- Opening Delimiter -

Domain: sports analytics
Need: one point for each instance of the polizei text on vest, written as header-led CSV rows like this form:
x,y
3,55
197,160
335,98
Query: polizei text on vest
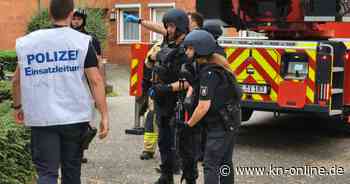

- Closing Delimiter -

Output each line of the listing above that has "text".

> Response to this task
Need: one point for each instance of the polizei text on vest, written as header-led CSV rows like this form:
Query: polizei text on vest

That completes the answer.